**Work request:**
Note every line in the entries that contains the string "framed", and copy it.

[Items from a dataset]
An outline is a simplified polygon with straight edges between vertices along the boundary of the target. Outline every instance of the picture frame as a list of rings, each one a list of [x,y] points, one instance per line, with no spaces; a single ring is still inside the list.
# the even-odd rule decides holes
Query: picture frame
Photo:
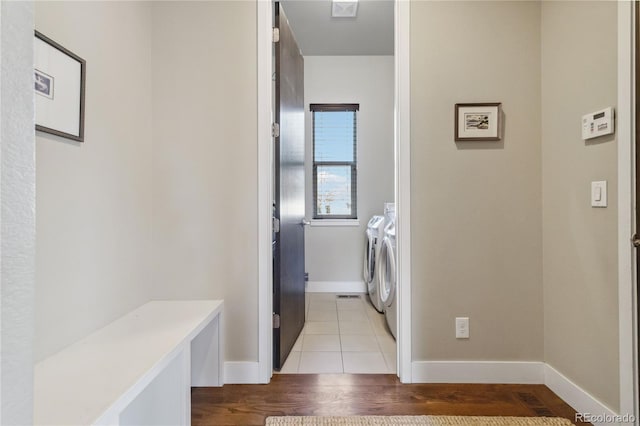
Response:
[[[86,61],[35,31],[36,130],[84,142]]]
[[[499,141],[502,139],[502,103],[455,105],[455,140]]]

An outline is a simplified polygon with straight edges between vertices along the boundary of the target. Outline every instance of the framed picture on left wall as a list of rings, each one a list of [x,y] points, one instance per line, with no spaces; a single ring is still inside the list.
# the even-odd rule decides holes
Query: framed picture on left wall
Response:
[[[36,130],[84,142],[86,61],[36,31]]]

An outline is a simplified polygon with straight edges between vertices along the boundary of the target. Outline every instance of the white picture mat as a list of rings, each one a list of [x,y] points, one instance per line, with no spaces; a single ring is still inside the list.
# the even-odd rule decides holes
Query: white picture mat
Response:
[[[48,43],[35,39],[35,68],[55,79],[53,99],[36,96],[36,124],[80,135],[82,64]]]
[[[465,129],[465,114],[486,114],[489,116],[488,129]],[[458,107],[458,137],[460,138],[497,138],[497,106],[460,106]]]

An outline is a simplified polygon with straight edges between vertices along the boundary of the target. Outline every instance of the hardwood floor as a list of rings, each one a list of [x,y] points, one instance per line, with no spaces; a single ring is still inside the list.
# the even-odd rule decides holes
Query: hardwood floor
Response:
[[[284,415],[575,416],[544,385],[403,385],[379,374],[274,375],[268,385],[193,388],[191,406],[194,426],[264,425]]]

**Answer to this problem:**
An outline is a simplified polygon with straight edges between vertices along the boundary of the target. Outline every instance of the framed picture on left wall as a list of rings, each one a list of [x,y] points, one instance per line, with no spaces; a single ring is still inside the list.
Query: framed picture on left wall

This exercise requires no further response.